EXCERPT TO READ

----------

As algorithms ripple through and integrate deeper with our work and daily lives, future projections on work note creativity, flexibility and innovative thinking as key anticipated skill demands that will be required of employees. These skills, which have traditionally also been attributed to the profession of the artist, are supposed to be among those most resistant to or the least exposed to automation. And yet, many tasks which might entail human faculties such as intuition, empathy and creativity, are already being outsourced to increasingly capable automated and automatising systems that simply perform them differently.
”Since these technologies pervade the capitalist world of work—through the increasing replacement of workforce by industrial robotic arms and systems as well as through the increasingly algorithmic management of workers—why should it not be applied to the production of artworks? A seemingly light-hearted question that allows the artist to raise another, deeper question: can artistic creation be considered on the same level as other types of work? And ultimately, what does it mean to cast off the burden of choice to machines, what does it mean to try to distance oneself from one’s subjectivity while consciously choosing to delegate one’s decisions to a computer program?” (Aude Launay: The Statisticized Artist)
There are many ways to distil something into data points. Jahić converted her labour as an artist – her works, research and interests of the past 16 years – into data. As data, the features of her artworks become tables of numbers; each creative decision emerges in a row of digits.

----------

EXTRACTED MATERIAL
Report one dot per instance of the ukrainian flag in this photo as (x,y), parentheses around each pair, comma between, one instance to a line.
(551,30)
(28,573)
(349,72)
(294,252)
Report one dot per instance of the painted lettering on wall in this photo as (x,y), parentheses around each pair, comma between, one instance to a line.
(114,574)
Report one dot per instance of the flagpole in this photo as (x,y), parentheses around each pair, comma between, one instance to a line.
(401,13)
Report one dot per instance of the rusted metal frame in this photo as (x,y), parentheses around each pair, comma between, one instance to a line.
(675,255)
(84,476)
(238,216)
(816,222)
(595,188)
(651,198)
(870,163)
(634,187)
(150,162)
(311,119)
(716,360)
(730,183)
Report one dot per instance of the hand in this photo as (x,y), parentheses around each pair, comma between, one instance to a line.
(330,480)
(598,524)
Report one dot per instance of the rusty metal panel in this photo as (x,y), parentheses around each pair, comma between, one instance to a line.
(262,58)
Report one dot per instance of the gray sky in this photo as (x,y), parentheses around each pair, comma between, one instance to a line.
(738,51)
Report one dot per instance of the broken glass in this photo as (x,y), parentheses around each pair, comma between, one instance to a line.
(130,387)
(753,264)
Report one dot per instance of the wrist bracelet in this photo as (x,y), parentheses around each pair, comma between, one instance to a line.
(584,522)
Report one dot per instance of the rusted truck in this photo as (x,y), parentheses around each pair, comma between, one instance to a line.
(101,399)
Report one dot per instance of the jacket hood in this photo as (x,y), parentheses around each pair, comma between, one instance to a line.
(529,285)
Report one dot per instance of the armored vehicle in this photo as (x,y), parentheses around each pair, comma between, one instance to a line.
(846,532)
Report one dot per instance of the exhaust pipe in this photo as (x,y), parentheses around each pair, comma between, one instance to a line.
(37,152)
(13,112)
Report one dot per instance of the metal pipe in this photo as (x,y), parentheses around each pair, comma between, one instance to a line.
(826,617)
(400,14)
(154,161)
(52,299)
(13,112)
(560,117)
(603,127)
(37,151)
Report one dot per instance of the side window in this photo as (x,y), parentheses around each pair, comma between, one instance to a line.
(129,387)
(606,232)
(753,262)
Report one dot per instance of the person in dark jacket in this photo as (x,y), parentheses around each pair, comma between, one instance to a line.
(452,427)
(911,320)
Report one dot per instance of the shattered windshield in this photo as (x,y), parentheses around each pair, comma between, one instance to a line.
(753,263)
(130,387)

----------

REQUIRED WORK
(1) Please write out the passage on art and automation from "There are many" up to and including "row of digits.", switching "labour" for "work".
(2) Continue the passage on art and automation beyond its last sentence.
The records were taken from a separate source.

TASK-BY-TASK ANSWERS
(1)
There are many ways to distil something into data points. Jahić converted her work as an artist – her works, research and interests of the past 16 years – into data. As data, the features of her artworks become tables of numbers; each creative decision emerges in a row of digits.

(2)
The artist then turned the decision making over to a predictive algorithm, which she developed in collaboration with Iztok Lebar Bajec and Jure Demšar from the Faculty of Computer and Information Science in Ljubljana. The machine uses the dataset to sift through and identify patterns in her artistic labour in order to predict the content and aesthetics of her next artwork.
Yet such predictive power is limited in its forecast of the future outcome because it presents a selection among ready-made choices. And even though this may be an original selection, as a calculating predictor of the future, it is still effectively weighed down in the past. Every step of the way, the capability to create new choices is heavily constrained by choices that came before. In other words, conceiving artworks from the same conceptual depository is not really imagining something new, but a narrow alteration of existing inputs.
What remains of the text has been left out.